EXERCISE REQUIREMENTS
All of the records below need to be copied exactly.

'''

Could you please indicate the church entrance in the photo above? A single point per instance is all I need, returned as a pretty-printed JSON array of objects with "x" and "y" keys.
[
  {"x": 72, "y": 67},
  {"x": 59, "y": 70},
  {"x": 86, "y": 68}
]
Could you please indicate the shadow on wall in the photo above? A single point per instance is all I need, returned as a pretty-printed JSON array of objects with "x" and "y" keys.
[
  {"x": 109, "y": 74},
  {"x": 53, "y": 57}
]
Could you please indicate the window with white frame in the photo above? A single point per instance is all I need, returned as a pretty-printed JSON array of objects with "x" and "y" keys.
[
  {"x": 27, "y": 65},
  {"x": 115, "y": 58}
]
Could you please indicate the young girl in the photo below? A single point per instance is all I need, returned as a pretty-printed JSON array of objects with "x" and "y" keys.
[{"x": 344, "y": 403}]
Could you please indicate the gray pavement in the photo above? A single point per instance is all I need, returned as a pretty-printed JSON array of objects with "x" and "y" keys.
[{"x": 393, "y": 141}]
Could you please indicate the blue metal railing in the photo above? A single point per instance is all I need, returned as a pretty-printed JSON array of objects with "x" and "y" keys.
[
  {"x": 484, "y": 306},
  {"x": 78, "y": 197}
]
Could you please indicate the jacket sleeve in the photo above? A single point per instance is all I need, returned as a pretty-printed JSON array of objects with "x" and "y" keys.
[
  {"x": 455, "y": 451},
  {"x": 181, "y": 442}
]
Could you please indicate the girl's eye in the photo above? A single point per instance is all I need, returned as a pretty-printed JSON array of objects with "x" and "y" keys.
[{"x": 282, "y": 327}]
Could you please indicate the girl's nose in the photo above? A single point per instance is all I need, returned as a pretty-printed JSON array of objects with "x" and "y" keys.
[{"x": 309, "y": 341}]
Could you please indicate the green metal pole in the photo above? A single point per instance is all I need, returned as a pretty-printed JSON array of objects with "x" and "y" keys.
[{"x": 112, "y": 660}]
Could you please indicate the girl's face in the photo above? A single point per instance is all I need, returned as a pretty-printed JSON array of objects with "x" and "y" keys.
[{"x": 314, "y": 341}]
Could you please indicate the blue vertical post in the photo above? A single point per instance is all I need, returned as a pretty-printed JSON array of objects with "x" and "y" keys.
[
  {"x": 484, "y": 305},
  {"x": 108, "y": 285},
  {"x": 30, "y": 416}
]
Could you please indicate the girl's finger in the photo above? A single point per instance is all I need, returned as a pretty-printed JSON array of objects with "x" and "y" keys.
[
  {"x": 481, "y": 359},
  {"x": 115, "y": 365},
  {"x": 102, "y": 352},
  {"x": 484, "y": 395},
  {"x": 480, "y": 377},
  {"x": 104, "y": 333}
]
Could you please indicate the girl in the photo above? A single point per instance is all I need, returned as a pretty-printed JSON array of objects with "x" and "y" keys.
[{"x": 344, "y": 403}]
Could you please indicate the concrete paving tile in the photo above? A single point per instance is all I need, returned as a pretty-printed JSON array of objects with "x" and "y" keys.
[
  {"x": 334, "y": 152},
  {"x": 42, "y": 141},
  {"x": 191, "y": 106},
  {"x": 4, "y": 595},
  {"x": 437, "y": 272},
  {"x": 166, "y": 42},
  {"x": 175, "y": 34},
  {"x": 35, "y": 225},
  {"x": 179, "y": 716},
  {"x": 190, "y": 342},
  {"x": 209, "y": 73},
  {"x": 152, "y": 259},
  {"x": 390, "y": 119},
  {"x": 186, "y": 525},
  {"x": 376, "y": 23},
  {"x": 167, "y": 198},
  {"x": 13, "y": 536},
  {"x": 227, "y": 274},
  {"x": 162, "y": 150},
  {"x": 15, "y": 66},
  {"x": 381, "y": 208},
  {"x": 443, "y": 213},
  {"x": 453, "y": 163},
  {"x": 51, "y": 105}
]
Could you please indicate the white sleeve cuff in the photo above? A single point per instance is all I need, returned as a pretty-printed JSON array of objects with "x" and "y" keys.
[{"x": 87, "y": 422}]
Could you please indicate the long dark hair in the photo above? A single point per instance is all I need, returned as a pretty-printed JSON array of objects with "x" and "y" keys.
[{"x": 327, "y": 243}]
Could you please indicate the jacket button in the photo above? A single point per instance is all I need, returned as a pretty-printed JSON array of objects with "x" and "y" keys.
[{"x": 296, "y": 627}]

'''

YOUR RESPONSE
Could you please indicate the church entrance in the photo above? A single point per instance is all I need, returned as a pretty-printed JSON array of objects with "x" and "y" keys.
[
  {"x": 72, "y": 67},
  {"x": 59, "y": 70},
  {"x": 86, "y": 68}
]
Could you please indicate the shadow on wall in the photo above? A single point per instance is all I need, returned as a pretty-printed JSON array of objects with "x" and "y" keys.
[
  {"x": 109, "y": 74},
  {"x": 53, "y": 57}
]
Could you please indicate the window with white frame in the photo above? A single point per instance is all I need, returned as a pretty-printed JSON array of objects with "x" and "y" keys.
[
  {"x": 27, "y": 65},
  {"x": 115, "y": 58}
]
Could you please indicate the young girl in the photo below? A single point per instance is all I need, returned as a pretty-printed JSON array of objects with "x" and "y" keys.
[{"x": 344, "y": 403}]
Could you please indicate the gray pavement in the photo above? A single point per instance is all I need, returned as a pretty-printed JSON array of objects with "x" and "y" keys.
[{"x": 393, "y": 141}]
Could you please indicate the blue metal railing in the photo above? A single point per instance is all I need, returned as a pretty-printed JSON array of objects with "x" and "y" keys.
[
  {"x": 484, "y": 306},
  {"x": 78, "y": 197}
]
Could you please indicate the jacket sleeve in the photo above? A single point per instance is all I need, returned as a pretty-printed JSON array of objects with "x" and "y" keys.
[
  {"x": 455, "y": 451},
  {"x": 181, "y": 442}
]
Could you please indicate the girl's eye in the photo above? A single point per instance is all I need, returned as a pretty-printed JSON array of objects with "x" and "y" keys.
[{"x": 282, "y": 327}]
Could you please indicate the girl's nose in the photo above? A single point per instance is all I need, returned as a pretty-printed JSON array of objects with "x" and "y" keys.
[{"x": 309, "y": 341}]
Could you please indicate the green metal pole in the photo above? A single point per instance is all I need, returned as a pretty-printed JSON array of objects with "x" and "y" keys.
[{"x": 112, "y": 660}]
Could you please indicate the girl's face in the photo above? A single point per instance is all I need, returned as a pretty-printed JSON array of objects with "x" and "y" keys.
[{"x": 314, "y": 341}]
Could you please indicate the blue vertical post in the photo above? A single point per instance is all I need, returned as a pretty-printed JSON array of objects with "x" and "y" keys.
[
  {"x": 484, "y": 305},
  {"x": 108, "y": 285},
  {"x": 30, "y": 416}
]
Could you please indicate the girl's finger in the photo above? A single point per instance is all I need, returned as a pretty-printed JSON array of objects with "x" and "y" keys.
[
  {"x": 481, "y": 359},
  {"x": 115, "y": 365},
  {"x": 102, "y": 352},
  {"x": 484, "y": 395},
  {"x": 480, "y": 377},
  {"x": 104, "y": 333}
]
Could you please indicate the girl in the photo above? A single point per instance is all I need, returned as a pretty-printed JSON array of objects with "x" and "y" keys.
[{"x": 344, "y": 403}]
Could you please indicate the concrete paving tile in the photo above? A single point per instance is all I need, returned as a pretty-printed JSON array of objects with "x" and "y" keys.
[
  {"x": 334, "y": 152},
  {"x": 42, "y": 141},
  {"x": 191, "y": 106},
  {"x": 4, "y": 595},
  {"x": 437, "y": 272},
  {"x": 166, "y": 42},
  {"x": 175, "y": 34},
  {"x": 35, "y": 225},
  {"x": 179, "y": 716},
  {"x": 190, "y": 342},
  {"x": 209, "y": 73},
  {"x": 152, "y": 259},
  {"x": 390, "y": 119},
  {"x": 186, "y": 525},
  {"x": 376, "y": 23},
  {"x": 167, "y": 198},
  {"x": 13, "y": 536},
  {"x": 227, "y": 274},
  {"x": 162, "y": 150},
  {"x": 15, "y": 66},
  {"x": 381, "y": 208},
  {"x": 443, "y": 213},
  {"x": 453, "y": 163},
  {"x": 51, "y": 105}
]
Could you please indicate the white sleeve cuff in the photo above? A single point per instance is all I need, returned as a pretty-printed JSON array of objects with "x" and "y" keys.
[{"x": 87, "y": 422}]
Could you please indicate the long dark hair in the photo above? A single point per instance is all I need, returned as a pretty-printed JSON array of objects with "x" and "y" keys.
[{"x": 327, "y": 243}]
Could you please indicate the jacket button in the photo above? A single point per instance is all I need, returned as a pretty-printed JSON array of objects with "x" and "y" keys.
[{"x": 296, "y": 627}]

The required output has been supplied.